Edit the stretch of the Darwin's Shrewsbury text from "Stan said one" through "Church of England.", substituting "baptized" for "christened".

(SELECTED EXCERPT)
● ● ●

Charles Robert Darwin


Statue of Charles Darwin in shrewsbury


Exploring Charles Darwin’s Shrewsbury

Charles Darwin’s birthplace, Shrewsbury, had a profound influence on his childhood and later development. Tpown guide Stan Sedman shows us the sights and sounds of Darwin’s Shrewsbury.

Many places in Shrewsbury have been associated with the young Charles Darwin, who was born and spent his early life in the town. As the 200th anniversary celebrations of the naturalist’s birth get underway, town guide, Stan Sedman takes us on a guided tour of the places most associated with Darwin.

In 1787, Dr Robert Darwin arrived in Shrewsbury to set up in practice as a doctor. He married his cousin, Susannah Wedgwood and they first lived in the Crescent on Town Walls.

The Mount

In 1800 Dr Robert Darwin built a house on a piece of waste ground overlooking the River Severn and called it the Mount. Stan believes young Charles Darwin, who was born at the house, catalogued what was planted in the garden: “This is the first example we have got of Charles actually making records.

“The records of the garden were meticulous. He could tell you how many peony flowers were on each plant from one year to the next.”

The Frankwell area was familiar to the Darwin family. Charles Darwin’s sister, Caroline was married to Josiah Wedgwood III at St George’s Church in the first wedding ceremony held in the building which was completed in 1832.

The Darwin family’s coachman lived in Frankwell and became a cowman after the death of Dr Robert Darwin.

The Bellstone, a glacial boulder in the the Morris Hall yard off Barker Street, brought out Darwin’s interest in Geology. It was shown to the young Darwin by a local naturalist.

Darwin’s first school

The tour moves on to 13 Claremont Hill where Darwin went to school at the age of eight. It was run by the Rev William Casey, a Unitarian Minister.

Stan said one of Darwin’s clearest memories of that time was the burial of a soldier in the graveyard behind the school, but he remembered little about his mother. Darwin wrote: “My mother died in July 1817 when I was a little over eight years old and it is odd that I can remember hardly anything about her except her deathbed, her black velvet gown and her curiously constructed worktable.

St Chad’s Church

It was at St Chad’s Church that Charles Darwin was christened, but he did not attend services because his mother was a Unitarian. Stan explained that Darwin would have been unable to attend university if he had not been baptised into the Church of England.

The Lion

From the church, Stan moves on to the Lion Hotel on Wyle Cop. It was a famous staging inn on the main Holyhead to London road and was where Darwin waited for the coach that was to take him south to join his ship The Beagle and begin the travels that inspired him to write his controversial book On the Origin of Species.

● ● ●

(AVAILABLE DATA)
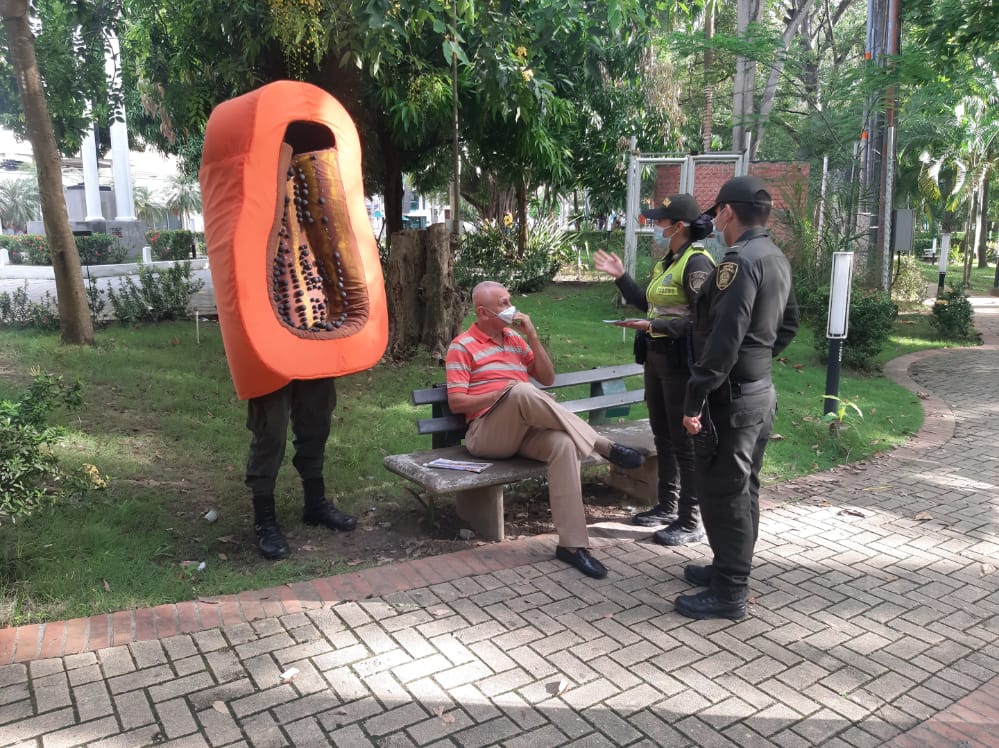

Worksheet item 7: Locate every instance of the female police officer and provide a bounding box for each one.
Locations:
[593,195,714,545]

● ● ●

(ANSWER TO THIS PROBLEM)
Stan said one of Darwin’s clearest memories of that time was the burial of a soldier in the graveyard behind the school, but he remembered little about his mother. Darwin wrote: “My mother died in July 1817 when I was a little over eight years old and it is odd that I can remember hardly anything about her except her deathbed, her black velvet gown and her curiously constructed worktable.

St Chad’s Church

It was at St Chad’s Church that Charles Darwin was baptized, but he did not attend services because his mother was a Unitarian. Stan explained that Darwin would have been unable to attend university if he had not been baptised into the Church of England.